Teaching Comparative Government and Politics

Monday, February 22, 2010

The new elephant in Iran

Earlier in the revolution, the bonyads, religious foundations, were the hugely-important but nearly invisible players in the Iranian economy. In recent years, that role has been assumed by the Islamic Revolutionary Guard Corps (IRGC) or Pasdaran.

Here's what Julian Borger and Robert Tait wrote about the IRGC in The Guardian (UK). You should point out how the Pasdaran resembles the Cultural Revolution-era PLA in China and the Soviet-era KGB.

The financial power of the Revolutionary Guards
The [IRGC], which was born as a ­volunteer militia in the heat of the 1979 revolution, is now unrecognisable from those early beginnings. It has grown into a behemoth which dominates both Iran's official and black economies. It is impossible to gauge its market share, but western estimates range from a third to nearly two-thirds of Iran's GDP – amounting to tens of billions of dollars…

Mohsen Sazegara, an exiled Iranian dissident who helped found the IRGC, calls it now "a very strange and unique organisation", comparing it to the Soviet-era KGB for its extensive intelligence wing. "It's also like a huge investment company with a complex of business empires and trading companies, while also being a de facto foreign ministry through the Qods force, which controls relations with countries in the region. They are involved in smuggling drugs and alcohol. I know of no other institution like the Revolutionary Guards."…

The IRGC operate in part through Iran's bonyads, ostensibly charitable foundations that operate as huge holding companies… After the revolution they were vehicles for self-enrichment by the ayatollahs. Now, in a reflection of the regime's continuing evolution, the IGRC is the dominant force, particularly through Bonyad e-Mostazafan, the Foundation of the Oppressed.

GIVEN MATERIAL

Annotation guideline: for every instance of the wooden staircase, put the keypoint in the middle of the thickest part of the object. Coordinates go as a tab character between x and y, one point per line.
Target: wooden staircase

WHAT YOU WILL DO
(A) Using the Revolutionary Guards post, say whether each statement agrees with it, giving yes or no and quoting the words that decide it.
(i) Western estimates put the IRGC's share of Iran's GDP at under a quarter.
(ii) Sazegara compares the IRGC to the Soviet-era KGB because of its intelligence wing.
(iii) Bonyad e-Mostazafan is named as a channel of the IRGC's dominance.
(B) Carry on the Revolutionary Guards post from its final sentence.
The data plays no part in what follows.

FINAL ANSWERS
(A)
(i) No: "western estimates range from a third to nearly two-thirds of Iran's GDP"
(ii) Yes: "comparing it to the Soviet-era KGB for its extensive intelligence wing"
(iii) Yes: "particularly through Bonyad e-Mostazafan, the Foundation of the Oppressed"

(B)
However, arguably the most powerful IRGC body today is Khatam al-Anbiya, which started life as the HQ of the corps' construction arm but is now a giant holding firm with control of more than 812 registered companies inside or outside Iran, and the recipient of 1,700 government contracts...

With the active support of Mahmoud Ahmadinejad, the country's president, who has handed Khatam al-Anbiya a succession of huge no-bid contracts, its economic influence has ballooned exponentially over the past few years into just about every aspect of economic life…

"Using their whole economic base, they are expanding control over areas of what they see as the 'soft war', like the telecommunications field, to confront the threat they see," said Mark Fowler, a former CIA Iran specialist now working for the US consultancy Booz Allen Hamilton...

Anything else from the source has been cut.